Pointing dataset records

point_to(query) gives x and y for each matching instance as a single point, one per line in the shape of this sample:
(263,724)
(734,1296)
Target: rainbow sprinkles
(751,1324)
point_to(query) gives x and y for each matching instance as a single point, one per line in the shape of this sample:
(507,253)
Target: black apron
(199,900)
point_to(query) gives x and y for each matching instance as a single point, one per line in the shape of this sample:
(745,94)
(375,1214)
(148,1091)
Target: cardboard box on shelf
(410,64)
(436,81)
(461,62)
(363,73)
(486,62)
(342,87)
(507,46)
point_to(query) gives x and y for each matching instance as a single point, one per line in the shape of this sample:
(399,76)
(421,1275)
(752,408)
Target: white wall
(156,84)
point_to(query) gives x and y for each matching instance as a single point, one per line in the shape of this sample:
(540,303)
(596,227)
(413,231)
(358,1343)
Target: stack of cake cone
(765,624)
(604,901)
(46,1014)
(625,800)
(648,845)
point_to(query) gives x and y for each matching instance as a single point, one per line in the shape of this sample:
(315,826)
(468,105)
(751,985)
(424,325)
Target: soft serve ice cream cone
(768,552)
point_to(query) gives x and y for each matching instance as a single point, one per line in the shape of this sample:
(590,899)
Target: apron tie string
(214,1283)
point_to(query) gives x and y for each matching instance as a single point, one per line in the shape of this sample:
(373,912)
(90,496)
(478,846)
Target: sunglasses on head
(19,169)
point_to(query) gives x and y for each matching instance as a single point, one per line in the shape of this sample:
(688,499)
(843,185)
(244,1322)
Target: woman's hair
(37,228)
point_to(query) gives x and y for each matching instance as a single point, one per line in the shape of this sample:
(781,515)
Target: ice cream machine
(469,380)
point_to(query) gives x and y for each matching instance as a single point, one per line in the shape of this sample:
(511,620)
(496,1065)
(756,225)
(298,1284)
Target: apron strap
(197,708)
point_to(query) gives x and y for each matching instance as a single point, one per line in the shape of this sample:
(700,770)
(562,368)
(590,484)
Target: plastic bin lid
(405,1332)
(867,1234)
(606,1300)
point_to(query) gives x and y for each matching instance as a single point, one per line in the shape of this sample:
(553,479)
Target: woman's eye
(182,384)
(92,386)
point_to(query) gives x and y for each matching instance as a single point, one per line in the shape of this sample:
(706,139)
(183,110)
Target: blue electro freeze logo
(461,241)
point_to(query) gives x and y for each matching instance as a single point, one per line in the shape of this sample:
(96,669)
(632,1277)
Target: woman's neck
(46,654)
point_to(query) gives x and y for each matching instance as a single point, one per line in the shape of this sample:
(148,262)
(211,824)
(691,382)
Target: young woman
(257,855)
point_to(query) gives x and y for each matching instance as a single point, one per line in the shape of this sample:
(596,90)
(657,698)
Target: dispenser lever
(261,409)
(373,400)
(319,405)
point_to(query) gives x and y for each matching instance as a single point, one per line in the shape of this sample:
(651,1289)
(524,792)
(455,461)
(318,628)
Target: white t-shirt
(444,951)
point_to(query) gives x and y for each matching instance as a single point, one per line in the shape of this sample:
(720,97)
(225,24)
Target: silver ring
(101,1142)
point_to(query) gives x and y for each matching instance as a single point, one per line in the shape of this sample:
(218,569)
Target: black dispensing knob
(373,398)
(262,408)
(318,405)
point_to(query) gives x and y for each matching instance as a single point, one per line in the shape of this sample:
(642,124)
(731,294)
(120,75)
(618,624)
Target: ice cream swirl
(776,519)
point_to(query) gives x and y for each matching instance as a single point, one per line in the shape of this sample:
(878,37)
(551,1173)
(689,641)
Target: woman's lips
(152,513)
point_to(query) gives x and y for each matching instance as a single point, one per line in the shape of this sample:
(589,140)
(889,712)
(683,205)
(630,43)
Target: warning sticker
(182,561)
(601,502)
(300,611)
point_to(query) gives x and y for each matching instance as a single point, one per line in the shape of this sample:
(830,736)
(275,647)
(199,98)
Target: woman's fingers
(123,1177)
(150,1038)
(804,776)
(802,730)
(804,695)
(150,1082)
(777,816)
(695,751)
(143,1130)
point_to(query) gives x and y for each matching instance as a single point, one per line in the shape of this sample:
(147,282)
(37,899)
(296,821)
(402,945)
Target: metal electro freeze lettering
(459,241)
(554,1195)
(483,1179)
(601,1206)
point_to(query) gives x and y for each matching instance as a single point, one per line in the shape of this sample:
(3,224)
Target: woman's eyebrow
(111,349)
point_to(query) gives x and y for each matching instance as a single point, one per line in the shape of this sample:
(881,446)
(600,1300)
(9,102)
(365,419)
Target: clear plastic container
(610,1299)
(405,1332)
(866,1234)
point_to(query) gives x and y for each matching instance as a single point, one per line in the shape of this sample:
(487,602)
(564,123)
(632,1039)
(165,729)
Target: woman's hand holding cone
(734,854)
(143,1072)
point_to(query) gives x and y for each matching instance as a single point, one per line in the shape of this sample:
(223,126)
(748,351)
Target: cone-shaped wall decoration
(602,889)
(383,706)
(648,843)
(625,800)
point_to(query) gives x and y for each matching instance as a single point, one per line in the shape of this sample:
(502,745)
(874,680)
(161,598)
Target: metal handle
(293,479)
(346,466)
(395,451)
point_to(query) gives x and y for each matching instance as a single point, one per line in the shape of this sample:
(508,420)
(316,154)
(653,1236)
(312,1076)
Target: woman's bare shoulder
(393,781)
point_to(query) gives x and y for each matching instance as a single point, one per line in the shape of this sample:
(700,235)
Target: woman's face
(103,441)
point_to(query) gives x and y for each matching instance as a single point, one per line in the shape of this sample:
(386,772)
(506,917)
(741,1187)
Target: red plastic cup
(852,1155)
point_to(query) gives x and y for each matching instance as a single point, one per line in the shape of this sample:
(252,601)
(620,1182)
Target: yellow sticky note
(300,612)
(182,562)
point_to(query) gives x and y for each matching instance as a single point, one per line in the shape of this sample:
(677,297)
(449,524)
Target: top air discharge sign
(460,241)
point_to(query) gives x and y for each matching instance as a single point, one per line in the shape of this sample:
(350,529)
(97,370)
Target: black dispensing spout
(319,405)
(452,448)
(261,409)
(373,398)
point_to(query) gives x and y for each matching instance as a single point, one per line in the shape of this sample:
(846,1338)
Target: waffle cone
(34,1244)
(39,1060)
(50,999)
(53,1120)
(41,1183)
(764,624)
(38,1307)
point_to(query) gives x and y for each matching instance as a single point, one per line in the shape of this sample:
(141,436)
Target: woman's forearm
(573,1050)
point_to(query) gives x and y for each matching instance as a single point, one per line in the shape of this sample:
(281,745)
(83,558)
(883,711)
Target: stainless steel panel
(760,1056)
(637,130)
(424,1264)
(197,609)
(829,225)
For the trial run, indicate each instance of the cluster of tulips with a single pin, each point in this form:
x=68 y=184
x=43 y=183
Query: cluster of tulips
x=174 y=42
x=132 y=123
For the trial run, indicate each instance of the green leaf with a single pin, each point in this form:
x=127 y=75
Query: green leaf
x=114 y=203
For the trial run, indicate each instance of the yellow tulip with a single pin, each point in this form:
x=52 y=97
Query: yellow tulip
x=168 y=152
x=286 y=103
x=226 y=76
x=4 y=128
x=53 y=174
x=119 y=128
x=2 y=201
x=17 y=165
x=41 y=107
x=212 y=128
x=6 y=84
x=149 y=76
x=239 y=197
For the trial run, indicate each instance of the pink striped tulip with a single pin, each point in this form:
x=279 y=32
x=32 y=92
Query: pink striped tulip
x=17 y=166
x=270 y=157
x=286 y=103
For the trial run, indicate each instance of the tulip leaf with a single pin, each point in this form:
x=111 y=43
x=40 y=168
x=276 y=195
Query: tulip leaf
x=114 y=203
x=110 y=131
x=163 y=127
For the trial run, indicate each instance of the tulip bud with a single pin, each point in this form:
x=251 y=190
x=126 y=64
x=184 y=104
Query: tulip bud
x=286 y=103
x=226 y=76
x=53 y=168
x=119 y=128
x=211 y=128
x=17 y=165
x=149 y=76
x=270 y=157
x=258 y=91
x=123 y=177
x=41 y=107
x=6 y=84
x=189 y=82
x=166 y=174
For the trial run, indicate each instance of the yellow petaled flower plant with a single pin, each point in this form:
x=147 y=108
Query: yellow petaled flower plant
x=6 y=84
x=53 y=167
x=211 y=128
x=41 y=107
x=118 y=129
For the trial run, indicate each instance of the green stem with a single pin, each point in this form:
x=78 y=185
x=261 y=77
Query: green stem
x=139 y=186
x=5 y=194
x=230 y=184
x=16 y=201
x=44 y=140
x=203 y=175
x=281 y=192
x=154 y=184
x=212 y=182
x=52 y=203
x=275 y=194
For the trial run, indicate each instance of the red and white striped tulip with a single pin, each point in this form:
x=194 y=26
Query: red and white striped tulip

WHAT YOU ARE ASKED TO DO
Please arrange the lines of the material from the line with "For the trial run, indicate each instance of the green leaf" to the line with "x=275 y=194", both included, as a JSON list of strings with one string per line and blank lines omitted.

ANSWER FOR THE TASK
[
  "For the trial run, indicate each instance of the green leaf with a single pin, each point in this form:",
  "x=127 y=75",
  "Query: green leaf",
  "x=114 y=203",
  "For the trial run, indicate each instance of the yellow tulip with a single pin, each point in this form:",
  "x=52 y=97",
  "Query: yellow tulip",
  "x=168 y=152",
  "x=286 y=103",
  "x=226 y=76",
  "x=4 y=128",
  "x=53 y=174",
  "x=119 y=128",
  "x=2 y=201",
  "x=17 y=165",
  "x=41 y=107",
  "x=212 y=128",
  "x=6 y=84",
  "x=149 y=76",
  "x=239 y=197",
  "For the trial run, indicate each instance of the pink striped tulip with a single pin, each point in this form:",
  "x=279 y=32",
  "x=32 y=92",
  "Query: pink striped tulip",
  "x=17 y=166",
  "x=270 y=157",
  "x=286 y=103",
  "For the trial run, indicate each instance of the tulip leaf with a single pin, each point in this form:",
  "x=111 y=43",
  "x=40 y=168",
  "x=276 y=195",
  "Query: tulip leaf",
  "x=114 y=203",
  "x=110 y=131",
  "x=163 y=127",
  "For the trial run, indicate each instance of the tulip bud with a single pin, each point in this form:",
  "x=251 y=190",
  "x=126 y=64",
  "x=184 y=104",
  "Query: tulip bud",
  "x=286 y=103",
  "x=226 y=76",
  "x=53 y=168",
  "x=119 y=128",
  "x=211 y=128",
  "x=17 y=165",
  "x=149 y=76",
  "x=270 y=157",
  "x=258 y=91",
  "x=123 y=177",
  "x=41 y=107",
  "x=6 y=84",
  "x=189 y=82",
  "x=166 y=174",
  "For the trial run, indicate each instance of the yellow petaled flower plant with a single pin, each point in this form:",
  "x=147 y=108",
  "Query: yellow petaled flower plant",
  "x=6 y=84",
  "x=53 y=167",
  "x=211 y=128",
  "x=41 y=107",
  "x=118 y=129",
  "For the trial run, indicate each instance of the green stem with a single pin, each point in this form:",
  "x=78 y=185",
  "x=261 y=77",
  "Query: green stem",
  "x=139 y=186",
  "x=5 y=194",
  "x=230 y=184",
  "x=16 y=201",
  "x=44 y=140",
  "x=203 y=175",
  "x=281 y=192",
  "x=154 y=184",
  "x=212 y=182",
  "x=52 y=203",
  "x=275 y=194"
]